**Data supplied:**
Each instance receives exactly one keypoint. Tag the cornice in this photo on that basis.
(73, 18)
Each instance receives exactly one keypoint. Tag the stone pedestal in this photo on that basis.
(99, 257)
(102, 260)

**What this task involves:** The answer must be the line containing "Each instance receives exactly one keypoint. Tag the stone" and every line after it to the end of the data, exactly as written.

**Answer box:**
Each instance receives exactly one keypoint. Tag the stone pedestal in this photo on that basis.
(99, 257)
(102, 260)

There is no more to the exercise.